Exercise instructions — Rewrite the rows below, renaming "pixel coordinates" to "image coordinates" wherever it occurs and keeping every other line unchanged.

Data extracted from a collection
— start —

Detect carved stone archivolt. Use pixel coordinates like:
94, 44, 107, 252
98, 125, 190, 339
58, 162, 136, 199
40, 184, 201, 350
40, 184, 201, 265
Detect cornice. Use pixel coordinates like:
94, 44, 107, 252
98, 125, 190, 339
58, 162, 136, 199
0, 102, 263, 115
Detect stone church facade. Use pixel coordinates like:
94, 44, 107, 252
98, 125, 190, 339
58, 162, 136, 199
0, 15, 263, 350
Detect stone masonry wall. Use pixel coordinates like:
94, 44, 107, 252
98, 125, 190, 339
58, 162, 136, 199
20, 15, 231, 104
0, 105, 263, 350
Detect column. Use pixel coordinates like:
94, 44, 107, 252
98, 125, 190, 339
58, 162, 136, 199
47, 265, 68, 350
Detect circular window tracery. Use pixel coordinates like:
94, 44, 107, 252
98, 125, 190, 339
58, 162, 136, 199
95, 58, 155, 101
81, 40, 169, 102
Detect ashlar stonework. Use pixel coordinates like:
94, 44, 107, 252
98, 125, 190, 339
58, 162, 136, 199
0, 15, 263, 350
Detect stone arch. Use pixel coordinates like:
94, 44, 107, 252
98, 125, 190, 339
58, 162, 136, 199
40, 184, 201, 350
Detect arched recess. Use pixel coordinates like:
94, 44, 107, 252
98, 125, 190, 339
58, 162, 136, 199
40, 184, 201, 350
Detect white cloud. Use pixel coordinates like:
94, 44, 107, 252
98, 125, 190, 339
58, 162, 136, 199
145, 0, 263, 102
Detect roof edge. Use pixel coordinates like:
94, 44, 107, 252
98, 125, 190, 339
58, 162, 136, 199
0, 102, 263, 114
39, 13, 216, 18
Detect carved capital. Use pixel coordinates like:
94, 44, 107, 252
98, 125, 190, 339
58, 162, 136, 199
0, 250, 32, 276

— end —

Full output —
Detect carved stone archivolt. Use image coordinates like:
94, 44, 107, 252
98, 125, 190, 339
58, 162, 136, 199
40, 184, 201, 350
40, 184, 201, 265
Detect cornice. Use image coordinates like:
94, 44, 107, 252
98, 125, 190, 339
58, 162, 136, 199
0, 102, 263, 115
Detect stone church facade. Use image coordinates like:
94, 44, 107, 252
98, 125, 190, 339
58, 162, 136, 199
0, 15, 263, 350
Detect stone masonry wall. Use image coordinates like:
94, 44, 107, 252
98, 125, 190, 339
58, 162, 136, 199
20, 15, 231, 104
0, 105, 263, 350
Detect column. Use image coordinates like:
94, 44, 107, 252
98, 125, 190, 339
58, 162, 136, 199
47, 265, 68, 350
Detect circular window tracery. Use image coordinates like:
94, 44, 107, 252
98, 125, 190, 339
58, 162, 136, 199
95, 58, 155, 101
81, 40, 169, 102
Detect ashlar stonework. Use image coordinates like:
94, 44, 107, 252
98, 125, 190, 339
58, 162, 136, 199
0, 15, 263, 350
Detect stone arch. Use image coordinates like:
94, 44, 107, 252
98, 125, 190, 339
58, 162, 136, 199
40, 184, 201, 350
Detect arched recess. Use image coordinates like:
94, 44, 107, 252
98, 125, 190, 339
58, 162, 136, 199
40, 184, 201, 350
Detect white cloud. Use image coordinates like:
94, 44, 107, 252
98, 125, 190, 339
58, 162, 136, 199
145, 0, 263, 102
Detect roof edge. Use image coordinates like:
94, 44, 107, 252
98, 125, 190, 339
58, 162, 136, 199
0, 102, 263, 114
39, 13, 216, 18
Detect carved capital. Use image coordinates like:
94, 44, 107, 252
98, 125, 190, 339
58, 162, 136, 199
0, 250, 32, 276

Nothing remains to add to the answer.